╭─ PAGE EXTRACT
Tags: ACA, Affordable Care Act

Often called Obamacare, originally by its opponents), the Patient Protection and Affordable Care Act (ACA) was signed into law by President Obama on March 23, 2010. It is often described as comprehensive health reform, but as health writer Eileen Beal has pointed out
The ACA is health care insurance, not health care
It provided a means for those who could/decided to pay the premiums a way to access (increasingly expensive) health care
• It increased the number (and % of the U.S. population) seeking and getting health care services
• It DID NOT increase the number of health care providers (especially mental health care providers)
• It DID NOT include mechanisms for increasing the number of health care providers, much less the experienced health care providers that those using ACA insurance are expecting to see/be treated by.

The eight basic consumer protections the Obama White House wants health care reform to cover:
(1) No discrimination for pre-existing conditions,
(2) No exorbitant out-of-pocket expenses, deductibles or co-pays,
(3) No cost-sharing for preventive care,
(4) No dropping of coverage if you become seriously ill,
(5) No gender discrimination,
(6) No annual or lifetime caps on coverage,
(7) Extended coverage for young adults,
(8) Guaranteed insurance renewal so long as premiums are paid.
For more about the White House plans for health care, see http://www.whitehouse.gov/healthreform .

Posted below are links to articles, sites, judicial arguments, etc. that might advance intelligent discussion of the ACA.

What we know about how health insurance affects health (Carolyn Y. Johnson, WaPo, 9-8-15) "The real question now may not be how big the effect of insurance is on health, but how to structure insurance so that it gives people the best chance of staying healthy. There is also growing interest in comparing insurance coverage to other ways that money could be spent to improve health, for example by reducing poverty, which is associated with poor health outcomes, spending on food stamps, or structuring insurance plans differently. 'We know we improve health care coverage, but .... what are some of the other strategies to improve health?' Long said."
╰─
╭─ MATERIAL SUPPLIED
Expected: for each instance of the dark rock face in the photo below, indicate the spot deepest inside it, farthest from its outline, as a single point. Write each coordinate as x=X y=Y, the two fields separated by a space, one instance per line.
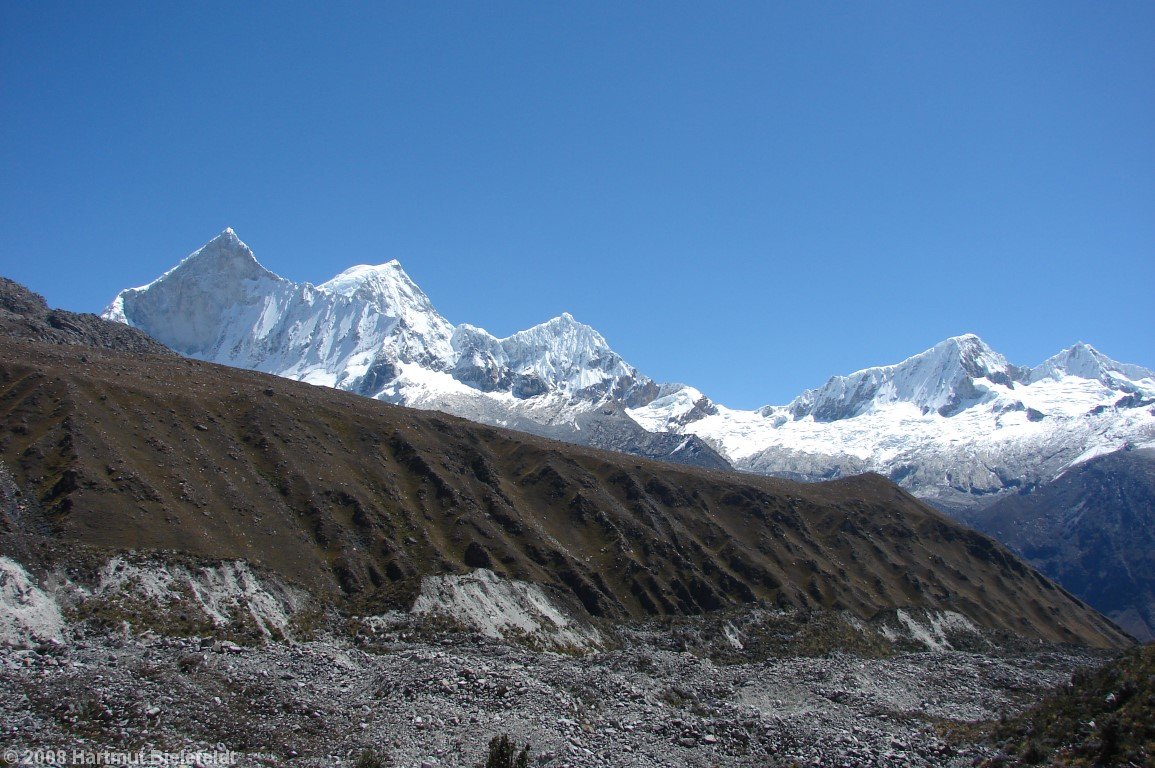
x=1093 y=530
x=24 y=314
x=354 y=499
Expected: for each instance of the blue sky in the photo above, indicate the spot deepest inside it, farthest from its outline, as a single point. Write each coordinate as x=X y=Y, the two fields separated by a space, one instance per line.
x=747 y=198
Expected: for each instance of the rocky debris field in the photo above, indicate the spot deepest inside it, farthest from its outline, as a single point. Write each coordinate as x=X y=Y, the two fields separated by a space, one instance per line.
x=425 y=700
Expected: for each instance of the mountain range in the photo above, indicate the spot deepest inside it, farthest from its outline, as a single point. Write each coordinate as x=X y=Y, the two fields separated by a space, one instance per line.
x=958 y=424
x=112 y=456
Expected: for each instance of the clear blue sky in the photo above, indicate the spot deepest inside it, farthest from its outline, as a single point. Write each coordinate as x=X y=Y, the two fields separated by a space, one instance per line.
x=747 y=198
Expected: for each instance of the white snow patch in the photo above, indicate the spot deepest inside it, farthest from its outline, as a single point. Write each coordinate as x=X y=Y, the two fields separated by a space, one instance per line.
x=28 y=614
x=934 y=632
x=500 y=608
x=218 y=591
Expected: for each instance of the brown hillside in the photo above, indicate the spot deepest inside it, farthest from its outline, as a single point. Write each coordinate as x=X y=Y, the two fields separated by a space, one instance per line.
x=347 y=494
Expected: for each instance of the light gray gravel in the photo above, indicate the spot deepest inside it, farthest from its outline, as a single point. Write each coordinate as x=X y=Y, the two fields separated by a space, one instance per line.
x=438 y=702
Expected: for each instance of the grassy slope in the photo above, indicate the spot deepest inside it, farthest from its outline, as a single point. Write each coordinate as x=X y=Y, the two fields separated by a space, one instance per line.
x=347 y=494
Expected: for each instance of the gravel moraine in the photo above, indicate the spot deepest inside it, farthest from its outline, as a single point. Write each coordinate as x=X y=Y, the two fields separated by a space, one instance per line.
x=438 y=702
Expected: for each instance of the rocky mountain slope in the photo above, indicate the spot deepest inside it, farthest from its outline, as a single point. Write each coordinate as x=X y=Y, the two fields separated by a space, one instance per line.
x=356 y=499
x=371 y=330
x=1093 y=529
x=24 y=314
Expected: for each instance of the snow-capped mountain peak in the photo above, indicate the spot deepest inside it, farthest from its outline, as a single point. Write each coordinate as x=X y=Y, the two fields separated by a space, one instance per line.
x=1085 y=362
x=945 y=379
x=183 y=307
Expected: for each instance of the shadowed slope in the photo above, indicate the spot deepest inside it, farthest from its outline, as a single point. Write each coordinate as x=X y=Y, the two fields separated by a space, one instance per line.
x=347 y=494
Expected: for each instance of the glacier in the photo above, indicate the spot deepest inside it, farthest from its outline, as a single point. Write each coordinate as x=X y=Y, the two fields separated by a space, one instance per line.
x=373 y=332
x=958 y=424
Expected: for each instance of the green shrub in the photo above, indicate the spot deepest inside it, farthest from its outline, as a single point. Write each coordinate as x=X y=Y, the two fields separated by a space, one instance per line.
x=503 y=753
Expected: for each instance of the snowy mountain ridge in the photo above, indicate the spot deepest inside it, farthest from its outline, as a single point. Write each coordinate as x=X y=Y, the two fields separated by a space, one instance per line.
x=956 y=424
x=373 y=332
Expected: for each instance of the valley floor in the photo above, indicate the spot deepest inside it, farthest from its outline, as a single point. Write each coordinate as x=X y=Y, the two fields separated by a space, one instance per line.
x=427 y=701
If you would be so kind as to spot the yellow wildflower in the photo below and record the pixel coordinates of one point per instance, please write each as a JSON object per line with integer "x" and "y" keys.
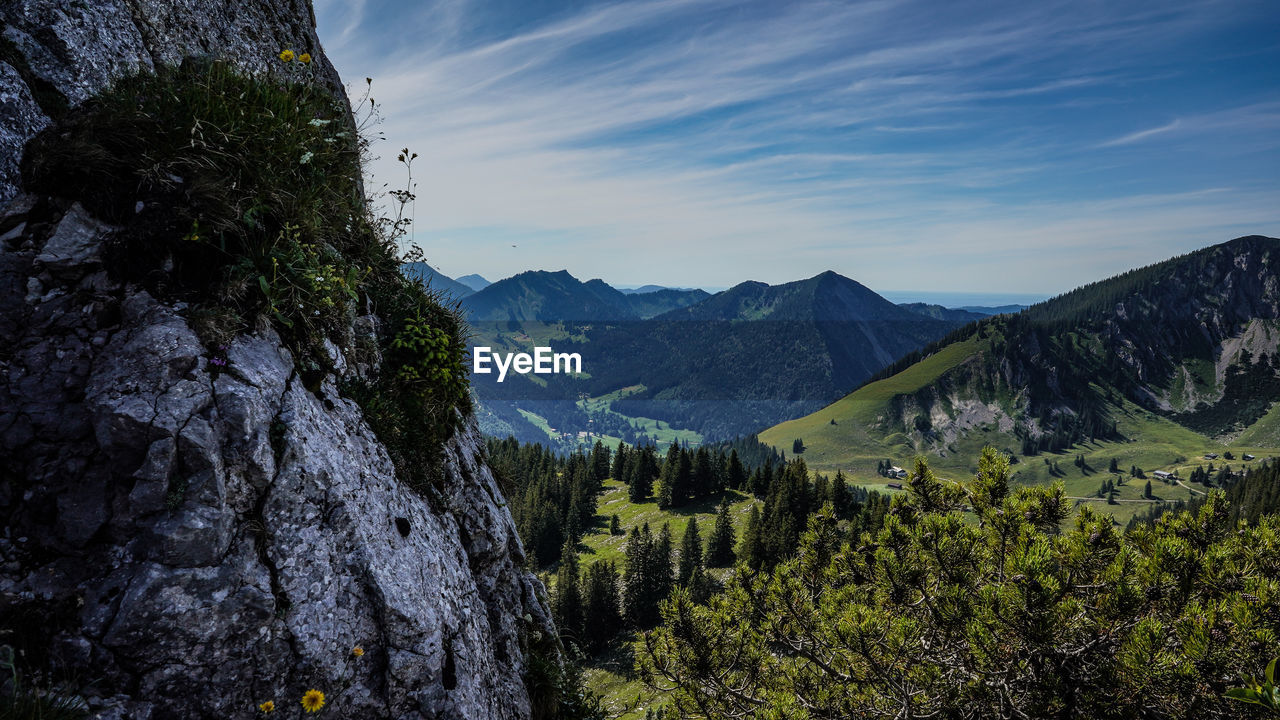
{"x": 312, "y": 701}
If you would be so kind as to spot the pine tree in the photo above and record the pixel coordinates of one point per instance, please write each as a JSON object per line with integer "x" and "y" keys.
{"x": 670, "y": 493}
{"x": 753, "y": 545}
{"x": 703, "y": 475}
{"x": 620, "y": 464}
{"x": 567, "y": 605}
{"x": 641, "y": 474}
{"x": 602, "y": 610}
{"x": 690, "y": 554}
{"x": 599, "y": 463}
{"x": 720, "y": 545}
{"x": 662, "y": 565}
{"x": 840, "y": 496}
{"x": 735, "y": 473}
{"x": 636, "y": 584}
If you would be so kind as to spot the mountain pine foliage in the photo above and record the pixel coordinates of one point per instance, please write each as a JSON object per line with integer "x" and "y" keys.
{"x": 970, "y": 602}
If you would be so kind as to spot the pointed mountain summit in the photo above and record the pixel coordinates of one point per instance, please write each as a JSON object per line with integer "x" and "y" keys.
{"x": 1148, "y": 368}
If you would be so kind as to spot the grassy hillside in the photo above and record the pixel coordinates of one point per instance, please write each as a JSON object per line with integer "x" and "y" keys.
{"x": 611, "y": 674}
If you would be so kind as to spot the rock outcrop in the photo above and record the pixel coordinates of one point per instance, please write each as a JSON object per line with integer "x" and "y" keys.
{"x": 193, "y": 533}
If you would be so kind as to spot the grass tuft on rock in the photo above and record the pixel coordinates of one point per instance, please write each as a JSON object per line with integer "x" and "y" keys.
{"x": 242, "y": 196}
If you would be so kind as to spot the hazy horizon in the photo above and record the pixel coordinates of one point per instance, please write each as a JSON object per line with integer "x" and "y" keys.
{"x": 900, "y": 144}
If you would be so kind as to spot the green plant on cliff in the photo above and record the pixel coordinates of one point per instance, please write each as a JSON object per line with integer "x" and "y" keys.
{"x": 243, "y": 196}
{"x": 970, "y": 602}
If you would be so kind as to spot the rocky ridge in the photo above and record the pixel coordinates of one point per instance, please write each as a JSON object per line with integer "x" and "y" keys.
{"x": 197, "y": 532}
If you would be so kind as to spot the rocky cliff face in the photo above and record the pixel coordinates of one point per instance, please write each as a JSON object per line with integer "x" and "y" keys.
{"x": 196, "y": 534}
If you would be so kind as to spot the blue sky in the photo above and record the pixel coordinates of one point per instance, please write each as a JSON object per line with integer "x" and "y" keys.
{"x": 984, "y": 146}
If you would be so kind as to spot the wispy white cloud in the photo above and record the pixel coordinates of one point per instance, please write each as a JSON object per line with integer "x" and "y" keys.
{"x": 1142, "y": 135}
{"x": 704, "y": 142}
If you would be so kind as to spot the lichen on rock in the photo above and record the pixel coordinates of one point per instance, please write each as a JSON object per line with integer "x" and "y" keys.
{"x": 200, "y": 532}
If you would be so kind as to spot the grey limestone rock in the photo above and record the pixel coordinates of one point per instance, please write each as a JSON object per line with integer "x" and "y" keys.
{"x": 199, "y": 537}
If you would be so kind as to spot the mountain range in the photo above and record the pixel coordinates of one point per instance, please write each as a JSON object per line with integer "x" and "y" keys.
{"x": 1153, "y": 368}
{"x": 670, "y": 360}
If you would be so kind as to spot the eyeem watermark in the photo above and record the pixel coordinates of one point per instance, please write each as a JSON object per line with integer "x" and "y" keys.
{"x": 543, "y": 361}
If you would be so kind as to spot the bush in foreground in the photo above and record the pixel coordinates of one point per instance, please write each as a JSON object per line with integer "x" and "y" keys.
{"x": 942, "y": 616}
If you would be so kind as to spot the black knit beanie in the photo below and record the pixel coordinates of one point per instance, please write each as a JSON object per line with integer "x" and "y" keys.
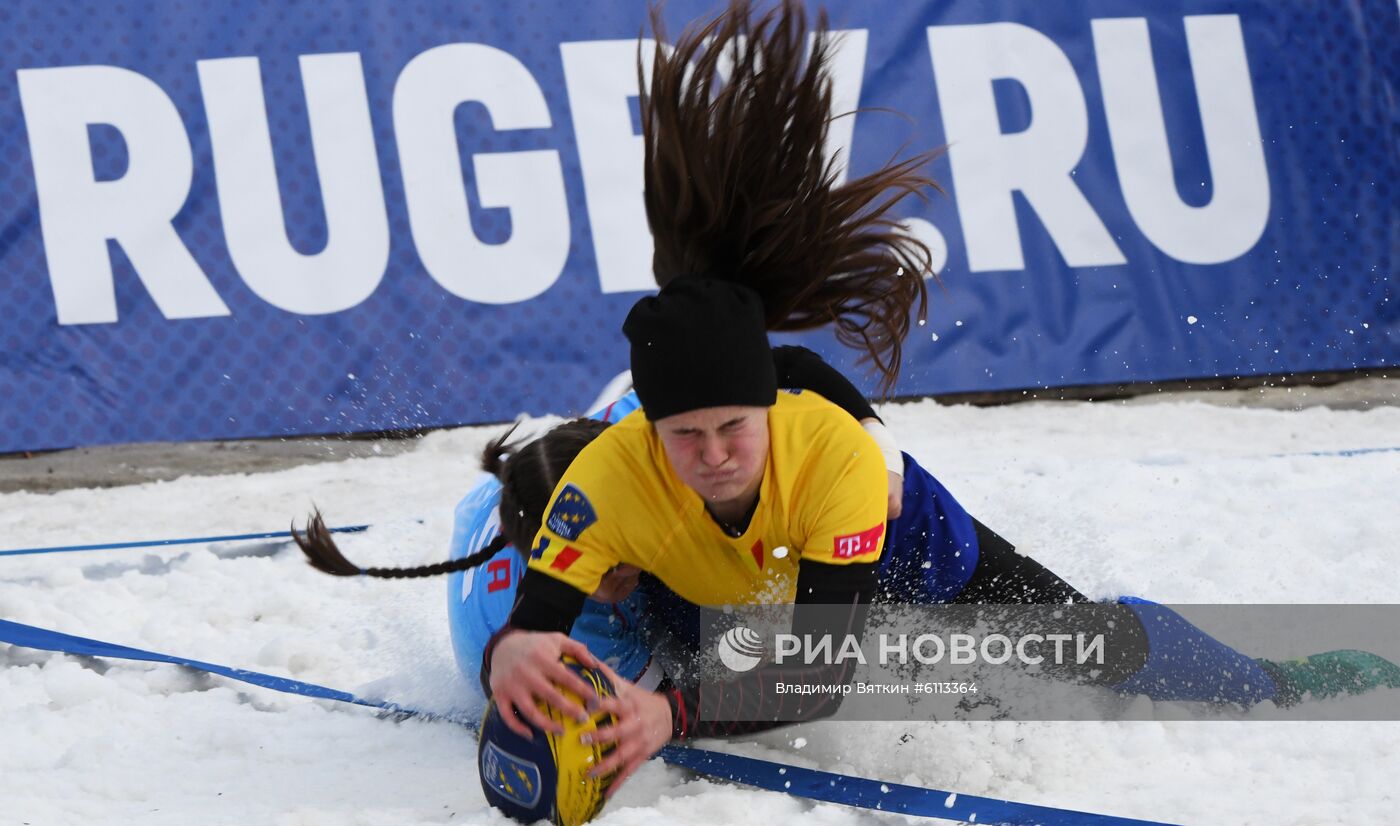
{"x": 700, "y": 343}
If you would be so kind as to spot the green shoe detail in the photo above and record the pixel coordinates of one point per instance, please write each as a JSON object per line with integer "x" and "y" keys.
{"x": 1327, "y": 675}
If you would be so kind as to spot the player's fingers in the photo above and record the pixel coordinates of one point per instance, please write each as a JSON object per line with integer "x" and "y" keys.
{"x": 578, "y": 651}
{"x": 538, "y": 718}
{"x": 559, "y": 674}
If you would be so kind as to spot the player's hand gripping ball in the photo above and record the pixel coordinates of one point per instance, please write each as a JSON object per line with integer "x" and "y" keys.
{"x": 546, "y": 777}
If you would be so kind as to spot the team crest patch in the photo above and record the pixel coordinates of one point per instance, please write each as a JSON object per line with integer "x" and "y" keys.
{"x": 571, "y": 513}
{"x": 858, "y": 543}
{"x": 513, "y": 777}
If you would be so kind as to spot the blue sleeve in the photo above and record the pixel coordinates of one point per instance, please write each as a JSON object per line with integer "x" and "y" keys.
{"x": 480, "y": 599}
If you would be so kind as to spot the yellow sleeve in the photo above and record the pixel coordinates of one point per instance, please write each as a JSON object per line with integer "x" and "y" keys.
{"x": 849, "y": 524}
{"x": 571, "y": 543}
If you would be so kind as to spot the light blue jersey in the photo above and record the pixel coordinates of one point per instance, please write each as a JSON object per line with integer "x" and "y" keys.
{"x": 480, "y": 599}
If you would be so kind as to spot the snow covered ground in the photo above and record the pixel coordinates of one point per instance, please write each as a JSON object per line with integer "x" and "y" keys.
{"x": 1175, "y": 501}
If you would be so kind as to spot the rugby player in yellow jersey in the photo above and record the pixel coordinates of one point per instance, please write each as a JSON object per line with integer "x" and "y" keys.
{"x": 725, "y": 489}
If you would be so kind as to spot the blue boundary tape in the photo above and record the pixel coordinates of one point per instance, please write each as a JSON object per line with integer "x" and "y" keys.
{"x": 160, "y": 542}
{"x": 805, "y": 783}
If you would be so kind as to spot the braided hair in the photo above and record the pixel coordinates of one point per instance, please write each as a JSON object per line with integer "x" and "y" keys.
╰─
APPLY WHAT YOU READ
1. Translate this sentence from the Affordable Care Act text into Spanish: "The ACA is health care insurance, not health care".
2. Please continue the Affordable Care Act text, picking up after its last sentence.

ANSWERS BY ITEM
1. La ACA es un seguro de atención médica, no atención médica.

2.
Summary of the Affordable Care Act (Kaiser Family Foundation, which has many ACA-related resources on its website). ).

Affordable Care Act (Commonwealth Fund). Many more ACA-related items.

Reports of Obamacare’s Demise Are Greatly Exaggerated (Larry Levitt, JAMA Forum, 4-26-16)

Kaiser Health Tracking Poll: The Public’s Views on the ACA (click on modifying search terms on left for difference on how Democrats, Republicans, etc. feel, blue being favorable and red unfavorable).

Wrong Prescription? The failed promise of the Affordable Care Act. (Trudy Lieberman, Harper's, July 2015) "The A.C.A. was sold to the public on the pledge of “affordable, quality health care....The A.C.A.’s greatest legacy may finally be the fulfillment of a conservative vision laid out three decades ago, which sought to transform American health care into a market-driven system. The idea was to turn patients into shoppers, who would naturally look for the best deal on care — while shifting much of the cost onto those very consumers. In other words, Rooney and his G.O.P. allies (with, it should be said, Democratic acquiescence) moved American health insurance in a direction contrary to that taken by most every other nation in the developed world. It is also contrary to the needs of those unlucky enough to get sick."

Equitable Access to Care — How the United States Ranks Internationally (Karen Davis and Jeromie Ballreich, NEJM, 10-23-14) "The United States has been unusual among industrialized countries in lacking universal health coverage. Financial barriers to care — particularly for uninsured and low-income people — have also been notably higher in the United States than in other high-income countries. As more Americans become insured as a result of the Affordable Care Act (ACA), differences in access to care between the United States and other countries — as well as among income groups within the United States — may begin to narrow."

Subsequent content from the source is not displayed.